On its surface, The Gift (2015) looks like a million other thrillers. An attractive, upper class couple moves to the suburbs to start a family and escape demons from the past, until a sinister force encroaches on the present. It’s a genre so well-trodden, the twists and turns usually write themselves. The villain will enter friendly and become more ferocious with every turn of the screw. If the family has a dog in the first act, he’ll be dead and buried by the end of the second, and the whole business will drive a wedge in the marriage that can only be healed by a climactic explosion of violence.
But with The Gift, first time director (and writer, and co-star) Joel Edgerton seems aware of these tropes, and more than that…He knows that we know, anticipates our expectations and then gives you something just a little different. He does this again and again until you are rendered incapable of guessing what will happen next.
The film opens with Robyn and Simon (Rebbeca Hall and Jason Bateman) as they get settled into their new home in the Hollywood Hills. Simon’s a big shot sales representative on his way up the ladder. Robyn was an interior decorator back in Chicago, but the circumstances have begun to shift her decorating duties to just the one home. As spacious and airy as this new home may be, at least one of the inhabitants will come to view it as a prison.
In conversations between the couple and among friends and neighbors, we get clues about what went so wrong for them in Chicago and the ways in which they have tried to cope. Edgerton’s approach to this exposition is subtle and economical. He trusts us to get what he’s laying down, and rewards those who are on their toes and catching things that others might miss, right up to the end.

## Given request 1
In the review of The Gift, what job did Robyn have back in Chicago?
## Given request 2
Continue the review of The Gift, beginning right after its last sentence.

## Data
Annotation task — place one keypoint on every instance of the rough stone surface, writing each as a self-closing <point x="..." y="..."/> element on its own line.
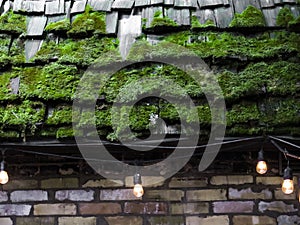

## Task output 1
She was an interior decorator.

## Task output 2
Among thrillers, too often the best we can hope for is one we can laugh at (e.g. The Boy Next Door), as their caricatures descend into hysteria. Good thrillers take imperfect but relatable people and pit them against unpredictable elements to inspire genuine, thought-provoking dread. To get further into the thematic elements I can’t really avoid spoilers, so consider this first section my endorsement for the movie—and proof that the twists are not just arbitrary, but an essential part of the narrative and the overall effect of the film.
Have you seen it? Good. Let’s dive in a little deeper.
The film’s insidious gift giver, Gordo (played by Edgerton), is the obvious villain, but as events unfold, it becomes clear that Simon has a dark heart of his own. He’s a controlling, ambitious brown-noser who dishes out insults with a casual maliciousness, and any empathy he displays is the result of mimicking and practice. He’s not just a sociopath but a living condemnation of modern capitalism. He says things like, “This world’s about winners and losers.” And, “Who you became is your own fault.”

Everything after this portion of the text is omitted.